- **REQUEST**
Rewrite all the items below with every "rough mask" changed to "coarse mask" and everything else left the same, and leave out the pictures.

- **DATA SHOWN**
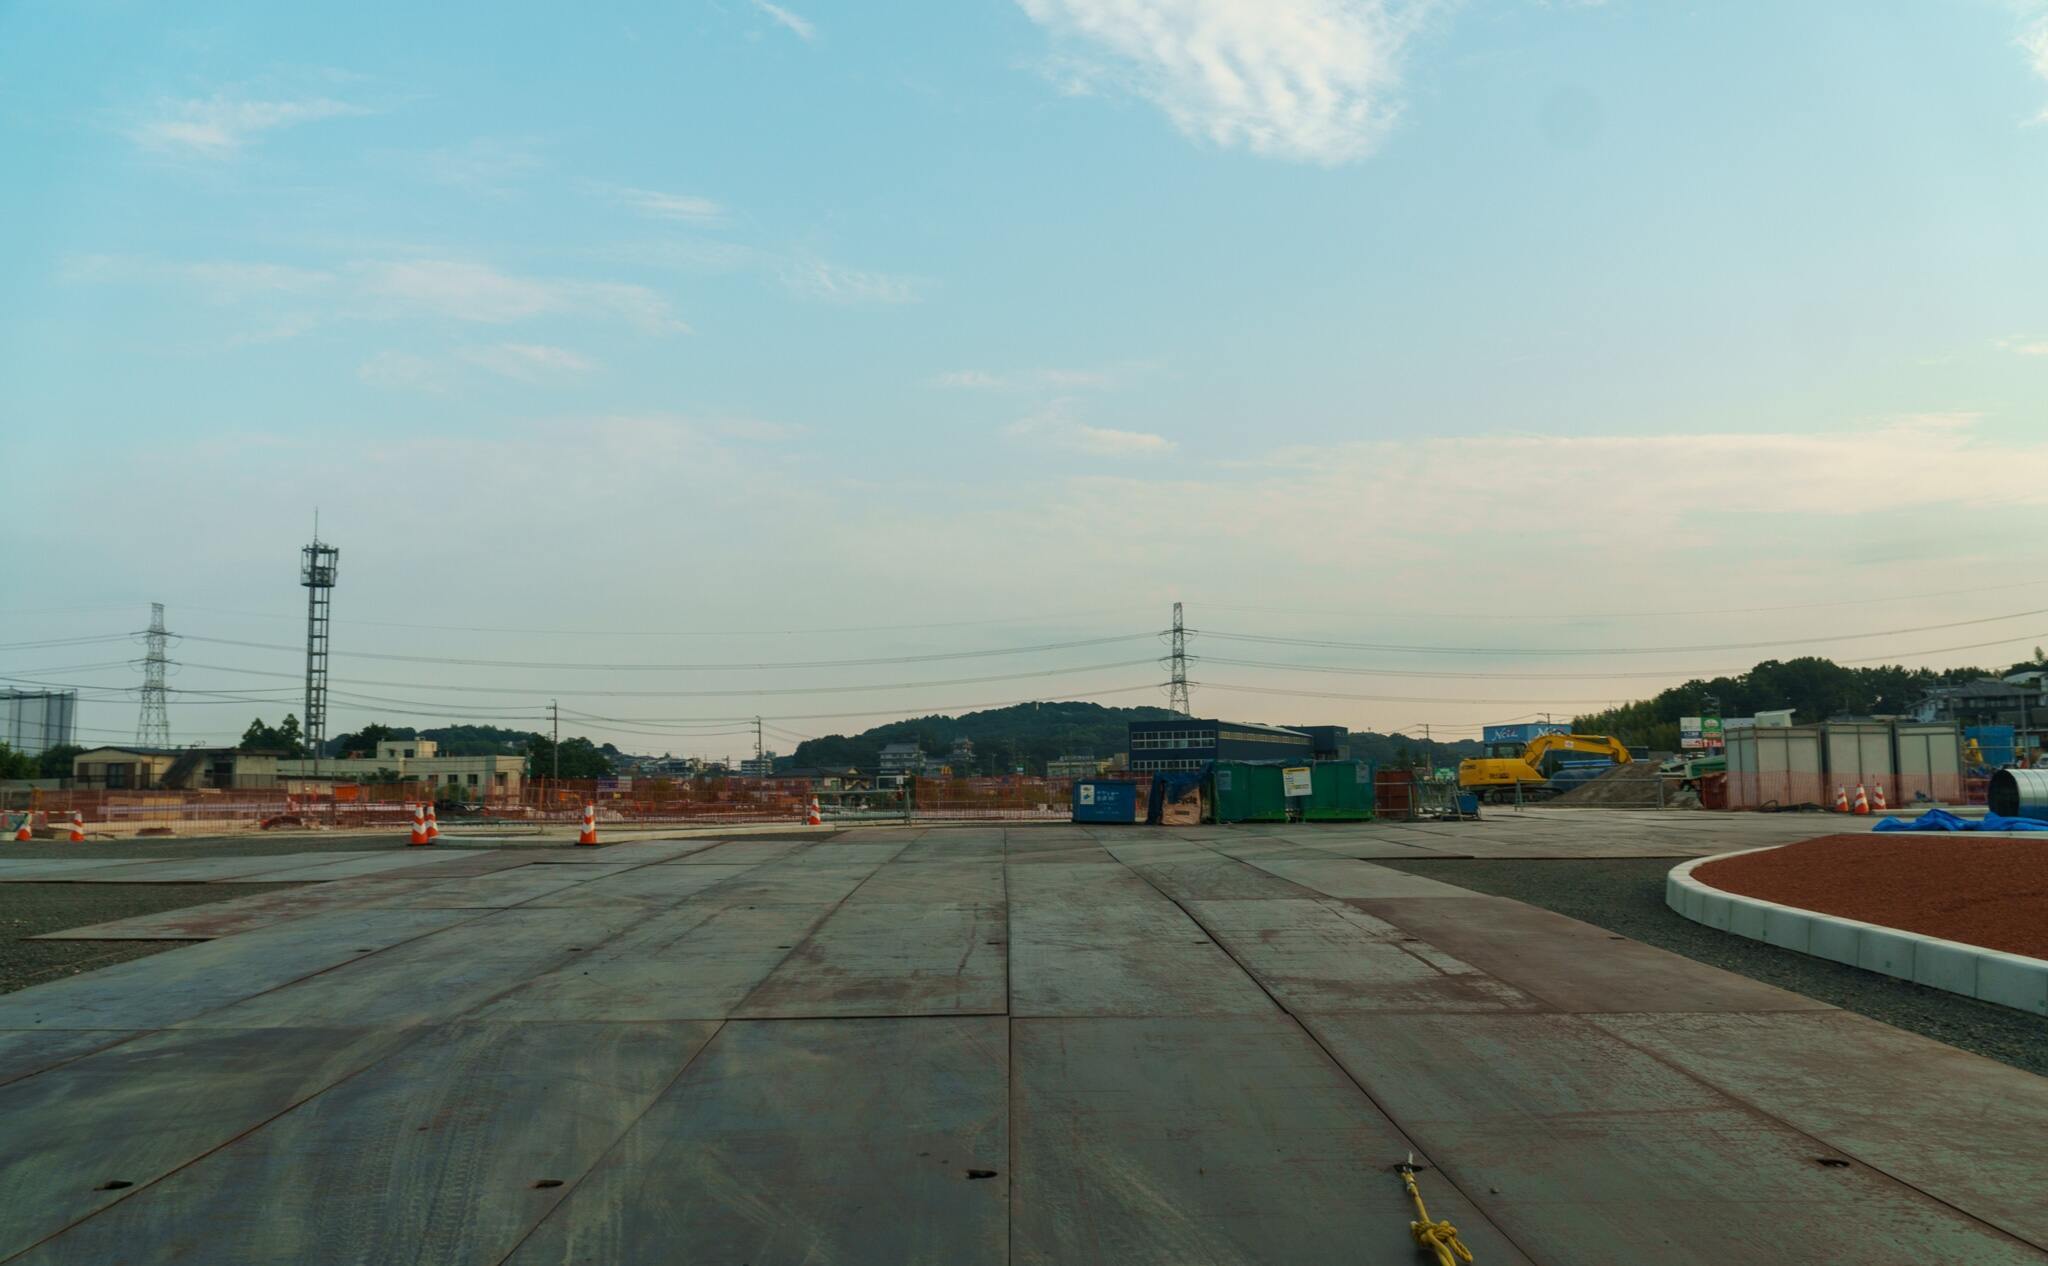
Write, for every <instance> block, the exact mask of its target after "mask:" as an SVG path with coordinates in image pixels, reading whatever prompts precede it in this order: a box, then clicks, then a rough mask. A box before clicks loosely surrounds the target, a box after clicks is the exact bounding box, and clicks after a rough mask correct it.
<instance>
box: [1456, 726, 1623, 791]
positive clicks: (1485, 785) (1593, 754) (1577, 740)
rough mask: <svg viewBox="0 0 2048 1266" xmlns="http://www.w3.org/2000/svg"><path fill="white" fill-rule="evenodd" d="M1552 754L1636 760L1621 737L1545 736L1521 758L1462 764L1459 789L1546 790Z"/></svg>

- **EXPECTED OUTPUT**
Write, for every <instance> block, the exact mask of its target after "mask:" as an SVG path with coordinates in image pixels, reading whatever prompts precede it in this order: a box, then clicks, then a coarse mask. A box before clicks loosely surrounds the target, a box after clicks is the exact bounding box, and clicks after a coarse mask correct it.
<instance>
box: [1456, 726, 1623, 791]
positive clicks: (1485, 785) (1593, 754) (1577, 740)
coarse mask: <svg viewBox="0 0 2048 1266" xmlns="http://www.w3.org/2000/svg"><path fill="white" fill-rule="evenodd" d="M1552 754L1636 760L1621 737L1545 736L1521 758L1462 764L1459 789L1546 790Z"/></svg>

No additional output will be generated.